Every entry below is to be copied word for word, with its pictures removed.

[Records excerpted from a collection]
:::

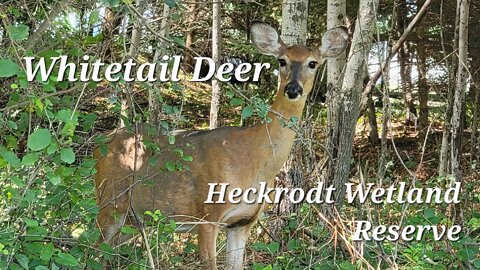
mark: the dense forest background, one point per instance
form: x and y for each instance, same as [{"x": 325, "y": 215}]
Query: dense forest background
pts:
[{"x": 415, "y": 122}]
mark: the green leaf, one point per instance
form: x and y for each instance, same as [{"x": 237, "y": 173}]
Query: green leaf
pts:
[
  {"x": 31, "y": 222},
  {"x": 11, "y": 158},
  {"x": 179, "y": 41},
  {"x": 187, "y": 158},
  {"x": 30, "y": 159},
  {"x": 54, "y": 179},
  {"x": 429, "y": 213},
  {"x": 22, "y": 260},
  {"x": 39, "y": 139},
  {"x": 346, "y": 265},
  {"x": 66, "y": 259},
  {"x": 47, "y": 252},
  {"x": 18, "y": 32},
  {"x": 94, "y": 265},
  {"x": 170, "y": 3},
  {"x": 129, "y": 230},
  {"x": 170, "y": 166},
  {"x": 247, "y": 112},
  {"x": 8, "y": 68},
  {"x": 236, "y": 102},
  {"x": 67, "y": 155},
  {"x": 171, "y": 139},
  {"x": 52, "y": 148}
]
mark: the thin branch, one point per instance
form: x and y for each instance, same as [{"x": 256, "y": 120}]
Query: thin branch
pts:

:::

> **WRITTEN SOLUTION**:
mark: the dense forest background, one point per instance
form: x and y for each instance, same as [{"x": 325, "y": 215}]
Query: dense forest background
pts:
[{"x": 415, "y": 122}]
mark: the green leaf, one point per instance
form: x and y for each instance, same as [{"x": 237, "y": 173}]
Query: green leaf
pts:
[
  {"x": 31, "y": 222},
  {"x": 11, "y": 158},
  {"x": 179, "y": 41},
  {"x": 187, "y": 158},
  {"x": 30, "y": 159},
  {"x": 54, "y": 179},
  {"x": 429, "y": 213},
  {"x": 22, "y": 260},
  {"x": 39, "y": 139},
  {"x": 346, "y": 265},
  {"x": 66, "y": 259},
  {"x": 47, "y": 252},
  {"x": 18, "y": 32},
  {"x": 94, "y": 265},
  {"x": 170, "y": 3},
  {"x": 129, "y": 230},
  {"x": 170, "y": 166},
  {"x": 247, "y": 112},
  {"x": 8, "y": 68},
  {"x": 236, "y": 102},
  {"x": 67, "y": 155},
  {"x": 171, "y": 139},
  {"x": 52, "y": 148}
]
mark: the thin branch, one point per instance
form: x and y for each instance, same as [{"x": 256, "y": 120}]
Query: thin branch
pts:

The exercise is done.